— BEGIN MATERIAL SUPPLIED —
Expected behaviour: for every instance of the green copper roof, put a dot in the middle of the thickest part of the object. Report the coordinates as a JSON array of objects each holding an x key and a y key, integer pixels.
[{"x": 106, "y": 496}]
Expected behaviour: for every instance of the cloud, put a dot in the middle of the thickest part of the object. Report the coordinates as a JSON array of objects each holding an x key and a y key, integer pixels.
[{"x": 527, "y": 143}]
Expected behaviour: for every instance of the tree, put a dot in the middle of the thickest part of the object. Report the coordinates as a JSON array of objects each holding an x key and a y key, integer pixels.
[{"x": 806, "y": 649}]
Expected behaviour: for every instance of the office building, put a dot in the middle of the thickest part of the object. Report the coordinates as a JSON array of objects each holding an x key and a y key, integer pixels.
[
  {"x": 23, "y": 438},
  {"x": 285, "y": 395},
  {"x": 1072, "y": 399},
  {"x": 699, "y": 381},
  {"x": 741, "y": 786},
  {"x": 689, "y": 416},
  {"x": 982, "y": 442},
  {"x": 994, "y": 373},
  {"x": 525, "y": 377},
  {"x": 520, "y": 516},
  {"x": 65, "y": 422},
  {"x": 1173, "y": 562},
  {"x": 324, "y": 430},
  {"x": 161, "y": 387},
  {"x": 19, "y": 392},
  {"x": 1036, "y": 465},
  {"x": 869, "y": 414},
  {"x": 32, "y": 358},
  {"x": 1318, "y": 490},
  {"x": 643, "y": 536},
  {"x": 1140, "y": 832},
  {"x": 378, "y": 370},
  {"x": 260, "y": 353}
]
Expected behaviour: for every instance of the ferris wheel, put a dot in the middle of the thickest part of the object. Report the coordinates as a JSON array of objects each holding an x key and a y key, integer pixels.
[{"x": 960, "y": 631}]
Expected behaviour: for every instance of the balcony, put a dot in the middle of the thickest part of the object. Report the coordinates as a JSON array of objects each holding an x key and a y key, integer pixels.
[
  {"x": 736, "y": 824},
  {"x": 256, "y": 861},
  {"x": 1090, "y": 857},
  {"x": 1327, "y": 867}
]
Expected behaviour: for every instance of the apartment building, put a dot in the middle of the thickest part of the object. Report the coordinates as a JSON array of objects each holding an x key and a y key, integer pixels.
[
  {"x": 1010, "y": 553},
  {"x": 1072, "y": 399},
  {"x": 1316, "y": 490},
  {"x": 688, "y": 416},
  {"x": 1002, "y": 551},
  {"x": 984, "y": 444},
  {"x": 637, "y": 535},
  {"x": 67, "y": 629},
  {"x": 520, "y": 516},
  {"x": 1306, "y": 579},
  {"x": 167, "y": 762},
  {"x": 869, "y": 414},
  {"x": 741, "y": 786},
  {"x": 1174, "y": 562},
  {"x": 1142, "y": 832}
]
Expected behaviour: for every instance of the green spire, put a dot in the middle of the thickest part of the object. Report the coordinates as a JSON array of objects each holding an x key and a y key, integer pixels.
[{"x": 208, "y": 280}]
— END MATERIAL SUPPLIED —
EXERCISE OBJECTIVE: Copy out all of the rows above with each "thickest part" changed to "widest part", leaving every other word and number as it stands.

EXERCISE SOLUTION:
Expected behaviour: for every instance of the green copper roof, put a dot in the middle of the widest part of the object. Report the coordinates as a JSON array of objects each holding an x key and a y key, integer pixels.
[{"x": 106, "y": 496}]
Expected behaviour: for every instance of the cloud, put a dot in the middle of the widest part of the object. Report the coordinates as a JSON array of objects each holding an x key and a y key, integer pixels.
[{"x": 527, "y": 143}]
Expected behaviour: for every instance of the tree, put a dot in the middle of the widest part of the object. Report the coordinates as a JSON array of objects each holding an x key and a y key, integer pixels.
[{"x": 806, "y": 649}]
Expected behaviour: for every instance of the office building, put a dot in the middle of the widest part of the object. Report the coordinates as a JSON array of objects each holding an x key and a y key, integer pixels.
[
  {"x": 23, "y": 438},
  {"x": 285, "y": 395},
  {"x": 1072, "y": 399},
  {"x": 699, "y": 381},
  {"x": 741, "y": 786},
  {"x": 689, "y": 416},
  {"x": 982, "y": 442},
  {"x": 994, "y": 373},
  {"x": 525, "y": 377},
  {"x": 520, "y": 516},
  {"x": 65, "y": 422},
  {"x": 1173, "y": 562},
  {"x": 324, "y": 430},
  {"x": 161, "y": 387},
  {"x": 19, "y": 392},
  {"x": 1036, "y": 465},
  {"x": 869, "y": 414},
  {"x": 32, "y": 358},
  {"x": 1318, "y": 490},
  {"x": 643, "y": 536},
  {"x": 1140, "y": 832},
  {"x": 378, "y": 370},
  {"x": 260, "y": 353}
]
Expected behaviour: for every instance of the ferris wheel, put a dot in the middle of the widest part of the object. Report the coordinates as a JSON array of objects each holding an x key and a y key, integer pixels.
[{"x": 960, "y": 631}]
Expected behaviour: for every instance of the balcony, put a dot in the middle of the widest part of the object. Report the coordinates as a JSON array of objects each holding an x key and a y key, integer pixels.
[
  {"x": 736, "y": 824},
  {"x": 256, "y": 861},
  {"x": 1090, "y": 857},
  {"x": 1327, "y": 867}
]
Expected behaviour: for every instance of the apartment building, put a dot in the middle of the widest part of the object. Report the coordinates as a JSON array of objects each holding an x key and a y key, integer pixels.
[
  {"x": 1010, "y": 553},
  {"x": 1072, "y": 399},
  {"x": 1316, "y": 490},
  {"x": 688, "y": 416},
  {"x": 1002, "y": 551},
  {"x": 984, "y": 444},
  {"x": 637, "y": 535},
  {"x": 67, "y": 629},
  {"x": 520, "y": 516},
  {"x": 1306, "y": 579},
  {"x": 167, "y": 762},
  {"x": 869, "y": 414},
  {"x": 741, "y": 786},
  {"x": 1174, "y": 562},
  {"x": 1142, "y": 832}
]
Expected behaviour: for every instance of the green spire, put a dot in the middle of the widest part of the object. Report the coordinates as a JSON array of objects each holding an x key and a y key, integer pixels.
[{"x": 208, "y": 280}]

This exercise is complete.